**What is needed:**
With the line containing "# test: point to the wispy" as the first line and the last line of the records as the final one, reproduce that range exactly.

**Provided records:**
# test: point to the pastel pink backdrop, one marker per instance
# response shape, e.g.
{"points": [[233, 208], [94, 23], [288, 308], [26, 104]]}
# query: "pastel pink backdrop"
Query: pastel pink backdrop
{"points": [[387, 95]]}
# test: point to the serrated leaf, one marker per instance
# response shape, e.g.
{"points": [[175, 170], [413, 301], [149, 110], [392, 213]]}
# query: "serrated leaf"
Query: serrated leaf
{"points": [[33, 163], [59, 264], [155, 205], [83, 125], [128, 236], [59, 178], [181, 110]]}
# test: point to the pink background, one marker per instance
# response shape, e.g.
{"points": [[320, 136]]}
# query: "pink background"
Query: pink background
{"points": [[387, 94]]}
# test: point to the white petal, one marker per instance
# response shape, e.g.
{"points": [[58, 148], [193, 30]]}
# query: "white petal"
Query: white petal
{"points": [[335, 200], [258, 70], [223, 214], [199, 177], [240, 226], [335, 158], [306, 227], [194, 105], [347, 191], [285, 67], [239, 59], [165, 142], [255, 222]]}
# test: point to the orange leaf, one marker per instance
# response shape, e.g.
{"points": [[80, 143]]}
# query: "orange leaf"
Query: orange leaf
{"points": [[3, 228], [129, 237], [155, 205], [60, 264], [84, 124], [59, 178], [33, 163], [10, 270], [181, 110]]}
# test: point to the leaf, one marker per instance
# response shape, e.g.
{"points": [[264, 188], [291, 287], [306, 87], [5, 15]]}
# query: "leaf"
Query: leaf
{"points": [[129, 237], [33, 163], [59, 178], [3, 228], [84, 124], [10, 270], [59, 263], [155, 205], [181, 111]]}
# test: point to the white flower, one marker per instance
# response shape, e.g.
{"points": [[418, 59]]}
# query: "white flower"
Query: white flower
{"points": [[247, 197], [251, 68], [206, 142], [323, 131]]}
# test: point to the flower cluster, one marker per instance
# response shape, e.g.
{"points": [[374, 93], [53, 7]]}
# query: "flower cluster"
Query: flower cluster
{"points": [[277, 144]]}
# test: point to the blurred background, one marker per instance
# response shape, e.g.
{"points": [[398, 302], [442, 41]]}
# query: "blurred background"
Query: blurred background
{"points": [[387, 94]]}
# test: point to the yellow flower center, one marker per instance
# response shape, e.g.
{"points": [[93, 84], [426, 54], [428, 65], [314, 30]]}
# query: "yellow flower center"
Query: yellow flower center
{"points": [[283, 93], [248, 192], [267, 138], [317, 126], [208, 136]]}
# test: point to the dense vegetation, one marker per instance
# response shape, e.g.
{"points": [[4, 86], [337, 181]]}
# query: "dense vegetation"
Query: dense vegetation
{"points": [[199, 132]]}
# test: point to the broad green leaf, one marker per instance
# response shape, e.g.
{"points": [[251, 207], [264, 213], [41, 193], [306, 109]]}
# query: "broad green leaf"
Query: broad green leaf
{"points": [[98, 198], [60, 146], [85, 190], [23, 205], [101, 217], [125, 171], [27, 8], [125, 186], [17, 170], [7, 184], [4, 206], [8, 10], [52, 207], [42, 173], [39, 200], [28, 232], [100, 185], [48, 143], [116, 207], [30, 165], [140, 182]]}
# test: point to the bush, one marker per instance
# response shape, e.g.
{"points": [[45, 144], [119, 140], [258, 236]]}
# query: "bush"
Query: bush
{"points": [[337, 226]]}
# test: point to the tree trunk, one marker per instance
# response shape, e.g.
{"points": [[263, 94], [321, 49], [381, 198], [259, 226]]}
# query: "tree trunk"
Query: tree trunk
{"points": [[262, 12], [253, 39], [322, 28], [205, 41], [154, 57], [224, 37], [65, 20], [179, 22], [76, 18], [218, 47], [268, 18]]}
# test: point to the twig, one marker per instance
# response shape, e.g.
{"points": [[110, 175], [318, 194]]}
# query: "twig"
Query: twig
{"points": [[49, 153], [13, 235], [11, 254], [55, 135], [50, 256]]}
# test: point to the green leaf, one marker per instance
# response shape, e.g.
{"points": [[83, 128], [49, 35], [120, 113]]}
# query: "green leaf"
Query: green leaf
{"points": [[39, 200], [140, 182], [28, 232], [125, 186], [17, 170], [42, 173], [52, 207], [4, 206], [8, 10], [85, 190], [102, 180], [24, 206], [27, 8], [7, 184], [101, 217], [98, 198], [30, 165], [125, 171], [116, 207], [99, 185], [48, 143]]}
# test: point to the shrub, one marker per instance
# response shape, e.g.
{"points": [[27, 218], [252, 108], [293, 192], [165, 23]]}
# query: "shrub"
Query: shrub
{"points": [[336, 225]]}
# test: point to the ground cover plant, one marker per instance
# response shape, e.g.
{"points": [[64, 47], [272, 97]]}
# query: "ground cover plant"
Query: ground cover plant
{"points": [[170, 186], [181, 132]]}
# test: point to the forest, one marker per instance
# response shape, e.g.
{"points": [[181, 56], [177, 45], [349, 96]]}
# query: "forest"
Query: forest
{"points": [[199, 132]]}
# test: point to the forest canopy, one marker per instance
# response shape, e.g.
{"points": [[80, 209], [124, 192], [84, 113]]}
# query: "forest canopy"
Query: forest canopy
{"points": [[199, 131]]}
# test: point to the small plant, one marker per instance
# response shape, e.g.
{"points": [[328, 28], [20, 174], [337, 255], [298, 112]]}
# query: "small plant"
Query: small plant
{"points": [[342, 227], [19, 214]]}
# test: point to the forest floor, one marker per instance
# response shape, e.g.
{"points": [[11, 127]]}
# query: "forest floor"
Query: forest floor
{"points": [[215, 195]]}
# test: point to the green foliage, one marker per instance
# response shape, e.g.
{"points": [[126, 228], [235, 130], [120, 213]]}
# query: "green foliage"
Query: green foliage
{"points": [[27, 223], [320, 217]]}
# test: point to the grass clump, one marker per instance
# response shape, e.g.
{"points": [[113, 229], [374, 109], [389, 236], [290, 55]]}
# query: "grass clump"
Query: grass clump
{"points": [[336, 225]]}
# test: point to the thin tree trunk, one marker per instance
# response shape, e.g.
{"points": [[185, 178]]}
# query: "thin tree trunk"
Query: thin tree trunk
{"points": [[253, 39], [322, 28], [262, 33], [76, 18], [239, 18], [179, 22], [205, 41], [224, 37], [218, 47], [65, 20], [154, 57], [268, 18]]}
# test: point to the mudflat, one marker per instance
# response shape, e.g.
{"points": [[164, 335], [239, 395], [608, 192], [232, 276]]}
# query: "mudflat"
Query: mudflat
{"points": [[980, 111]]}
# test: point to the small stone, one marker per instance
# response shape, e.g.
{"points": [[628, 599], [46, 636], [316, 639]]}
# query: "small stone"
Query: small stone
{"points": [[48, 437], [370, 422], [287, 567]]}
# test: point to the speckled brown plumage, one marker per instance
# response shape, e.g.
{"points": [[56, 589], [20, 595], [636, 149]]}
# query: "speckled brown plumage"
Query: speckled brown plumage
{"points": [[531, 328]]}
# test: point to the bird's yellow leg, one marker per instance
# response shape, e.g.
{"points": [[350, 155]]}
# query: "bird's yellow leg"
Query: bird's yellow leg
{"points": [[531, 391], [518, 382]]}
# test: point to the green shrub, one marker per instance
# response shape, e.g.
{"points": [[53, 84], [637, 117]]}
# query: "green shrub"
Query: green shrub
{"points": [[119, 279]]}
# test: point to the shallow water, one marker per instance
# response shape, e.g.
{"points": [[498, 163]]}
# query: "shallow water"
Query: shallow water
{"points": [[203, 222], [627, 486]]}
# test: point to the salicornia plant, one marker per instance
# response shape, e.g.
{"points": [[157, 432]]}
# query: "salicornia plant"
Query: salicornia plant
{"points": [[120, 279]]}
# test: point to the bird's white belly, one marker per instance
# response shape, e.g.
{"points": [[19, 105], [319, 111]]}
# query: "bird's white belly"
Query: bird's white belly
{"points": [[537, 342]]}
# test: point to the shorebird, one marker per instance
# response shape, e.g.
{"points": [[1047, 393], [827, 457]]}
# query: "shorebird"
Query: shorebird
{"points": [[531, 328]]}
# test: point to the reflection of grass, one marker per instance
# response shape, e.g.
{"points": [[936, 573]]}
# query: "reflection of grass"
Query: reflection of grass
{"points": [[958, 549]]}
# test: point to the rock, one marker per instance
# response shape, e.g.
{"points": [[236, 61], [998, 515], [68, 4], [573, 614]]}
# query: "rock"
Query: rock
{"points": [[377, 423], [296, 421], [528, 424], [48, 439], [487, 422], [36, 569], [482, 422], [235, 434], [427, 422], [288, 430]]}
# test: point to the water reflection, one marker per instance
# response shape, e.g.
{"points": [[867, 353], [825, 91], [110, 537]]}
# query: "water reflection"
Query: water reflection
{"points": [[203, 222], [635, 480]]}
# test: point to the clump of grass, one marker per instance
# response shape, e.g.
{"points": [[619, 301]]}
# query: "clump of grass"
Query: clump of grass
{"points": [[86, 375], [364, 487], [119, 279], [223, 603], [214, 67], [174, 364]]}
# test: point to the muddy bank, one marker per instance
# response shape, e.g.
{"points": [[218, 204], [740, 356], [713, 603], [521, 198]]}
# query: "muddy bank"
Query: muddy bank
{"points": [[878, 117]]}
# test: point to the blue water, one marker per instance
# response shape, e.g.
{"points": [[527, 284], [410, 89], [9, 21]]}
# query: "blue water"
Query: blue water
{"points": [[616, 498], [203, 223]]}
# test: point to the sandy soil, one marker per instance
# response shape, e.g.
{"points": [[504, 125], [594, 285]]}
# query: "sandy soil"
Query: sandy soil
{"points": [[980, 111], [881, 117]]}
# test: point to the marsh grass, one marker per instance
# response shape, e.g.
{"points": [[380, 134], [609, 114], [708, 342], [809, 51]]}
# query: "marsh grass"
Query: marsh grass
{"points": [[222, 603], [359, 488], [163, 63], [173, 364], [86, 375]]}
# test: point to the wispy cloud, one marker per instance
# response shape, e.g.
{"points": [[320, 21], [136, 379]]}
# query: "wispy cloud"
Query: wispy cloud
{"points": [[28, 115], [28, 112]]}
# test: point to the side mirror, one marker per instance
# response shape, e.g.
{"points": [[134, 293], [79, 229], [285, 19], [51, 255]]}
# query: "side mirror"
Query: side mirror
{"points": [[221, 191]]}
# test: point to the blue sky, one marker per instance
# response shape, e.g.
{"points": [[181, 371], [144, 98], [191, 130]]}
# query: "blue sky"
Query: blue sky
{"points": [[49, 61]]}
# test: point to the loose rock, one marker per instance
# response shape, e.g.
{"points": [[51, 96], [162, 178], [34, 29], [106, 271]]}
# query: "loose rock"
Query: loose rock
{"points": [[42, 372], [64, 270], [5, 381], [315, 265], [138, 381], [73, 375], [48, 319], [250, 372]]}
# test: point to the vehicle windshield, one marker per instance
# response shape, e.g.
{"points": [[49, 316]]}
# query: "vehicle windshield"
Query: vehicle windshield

**Written answer:**
# test: point to the wispy cloud, one marker per instance
# response shape, e.g.
{"points": [[320, 21], [136, 379]]}
# query: "wispy cloud"
Query: wispy cloud
{"points": [[28, 115], [28, 112]]}
# test: point to the side mirror, one marker per instance
# response shape, e.g.
{"points": [[134, 293], [79, 229], [285, 19], [51, 255]]}
# query: "side mirror"
Query: side mirror
{"points": [[221, 191]]}
# test: point to the blue sky, one marker per instance
# response shape, e.g.
{"points": [[181, 371], [144, 98], [191, 130]]}
# query: "blue sky"
Query: blue sky
{"points": [[49, 61]]}
# test: point to the loose rock, one marker per instance
# response shape, e.g.
{"points": [[51, 96], [162, 178], [34, 29], [106, 271]]}
# query: "loose rock"
Query: loose rock
{"points": [[42, 372], [64, 270], [5, 381], [315, 265], [138, 381], [73, 375], [48, 319], [250, 372]]}
# test: point to the vehicle windshield, one marker per instance
# response shape, e.g.
{"points": [[49, 316]]}
# query: "vehicle windshield"
Query: vehicle windshield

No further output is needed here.